*Objetivo de la tarea*
Enumera todos los medios que el texto sobre el amor de Dios, que aparece más abajo, menciona como vías por las que se nos transmite la afirmación «Dios es amor».

De las primeras verdades que aprendemos desde que somos pequeños es que “DIOS ES AMOR”. Te lo dicen en misa, en clases de catecismo, lo cantamos en canciones y hasta lo podemos leer en la estampa de algunos autos que ruedan por la ciudad donde vivimos. Es una afirmación completamente verdadera, inmutable y eterna. Es fácil creer que fuimos creados por Dios todopoderoso que es la fuente de todo amor y que somos capaces de amar. Entonces… ¿Cómo reconocemos el amor de Dios? ¿Dónde lo encontramos? ¿De dónde lo sacamos para poderlo dar?

Amor es una palabra pequeña que con 4 letras puede cambiar la vida entera de un ser humano. Actualmente se habla mucho del amor y puede vivirse de mil maneras; puedes amar a tu familia, a tu novio(a), a tu esposo(a), a tus amigos…tener amor por una causa, un proyecto… en fin, los católicos sabemos que amamos porque así hemos sido creados, según la Biblia “a su imagen y semejanza” (Gen. 1, 27). Para iluminar nuestro camino hacia la comprensión del amor de Dios, el Papa emérito Benedicto XVI nos dejó un desglose muy práctico, demos un vistazo a la encíclica Deus caritas est, donde encontraremos 2 grandes caminos hacia el descubrimiento de este amor divino.  

1. En la creación y la historia de salvación

Esto del amor nos lo hemos cuestionado desde el tiempo de los primeros filósofos griegos, quienes ya distinguían entre eros y ágape. El Papa explica la diferencia entre el amor carnal y el amor espiritual con la imagen de dos fuerzas que se estiran en direcciones opuestas. La primera fuerza, eros, mantiene al amor en un plano terrenal propio del cuerpo y sus impulsos, y con ello puede ver al cuerpo como una mercancía. La segunda ágape, ya se extiende hacia el cielo, en la búsqueda del hombre por alcanzar una felicidad profunda que no viene de sí mismo sino de un bien mayor. Sin embargo, esta concepción del hombre partido en 2 suena a la idea platónica donde el cuerpo y el alma son cosas independientes, deja corta la definición de amor que Cristo viene a proponernos.

*Extractos de datos*
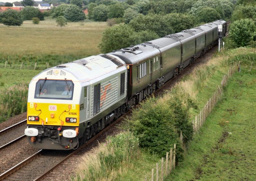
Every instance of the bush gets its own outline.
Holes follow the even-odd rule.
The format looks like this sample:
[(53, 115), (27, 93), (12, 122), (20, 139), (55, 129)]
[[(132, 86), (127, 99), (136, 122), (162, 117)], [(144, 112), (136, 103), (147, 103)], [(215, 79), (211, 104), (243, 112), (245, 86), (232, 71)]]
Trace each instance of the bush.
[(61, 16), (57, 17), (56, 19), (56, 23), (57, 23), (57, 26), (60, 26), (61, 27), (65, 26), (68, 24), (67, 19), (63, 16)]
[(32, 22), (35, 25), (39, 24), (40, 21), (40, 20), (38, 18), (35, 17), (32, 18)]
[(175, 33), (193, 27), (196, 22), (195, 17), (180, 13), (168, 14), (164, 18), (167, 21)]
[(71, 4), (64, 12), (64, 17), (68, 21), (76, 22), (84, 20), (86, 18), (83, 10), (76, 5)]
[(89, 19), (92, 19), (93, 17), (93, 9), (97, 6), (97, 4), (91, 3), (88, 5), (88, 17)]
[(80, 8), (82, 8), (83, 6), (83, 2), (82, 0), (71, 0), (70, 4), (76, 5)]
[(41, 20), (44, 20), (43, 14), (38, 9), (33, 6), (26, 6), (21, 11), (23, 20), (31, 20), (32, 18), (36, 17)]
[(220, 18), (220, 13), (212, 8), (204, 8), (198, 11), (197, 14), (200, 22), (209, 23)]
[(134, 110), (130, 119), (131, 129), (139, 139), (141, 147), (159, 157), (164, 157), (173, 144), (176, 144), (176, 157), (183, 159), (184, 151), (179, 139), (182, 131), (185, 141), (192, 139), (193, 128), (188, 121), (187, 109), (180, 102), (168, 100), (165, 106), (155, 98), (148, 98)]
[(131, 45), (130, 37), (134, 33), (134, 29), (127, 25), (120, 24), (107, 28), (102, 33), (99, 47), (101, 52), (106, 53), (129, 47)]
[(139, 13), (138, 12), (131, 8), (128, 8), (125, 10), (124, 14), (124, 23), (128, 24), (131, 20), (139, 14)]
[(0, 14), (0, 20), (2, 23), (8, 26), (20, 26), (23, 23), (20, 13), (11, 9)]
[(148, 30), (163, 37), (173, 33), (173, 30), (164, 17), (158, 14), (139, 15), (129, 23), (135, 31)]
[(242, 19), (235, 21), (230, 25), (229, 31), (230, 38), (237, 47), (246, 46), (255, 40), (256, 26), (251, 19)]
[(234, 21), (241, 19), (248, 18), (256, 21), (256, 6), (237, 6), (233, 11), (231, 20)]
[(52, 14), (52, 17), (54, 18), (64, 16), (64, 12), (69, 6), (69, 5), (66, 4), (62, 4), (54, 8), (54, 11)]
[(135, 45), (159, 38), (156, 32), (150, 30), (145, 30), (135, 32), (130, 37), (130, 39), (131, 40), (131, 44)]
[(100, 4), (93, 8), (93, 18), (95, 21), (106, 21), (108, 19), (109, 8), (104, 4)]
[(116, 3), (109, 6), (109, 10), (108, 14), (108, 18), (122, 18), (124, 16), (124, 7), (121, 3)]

*Solución de la tarea*
- La misa
- Las clases de catecismo
- Las canciones
- La estampa de algunos autos que ruedan por la ciudad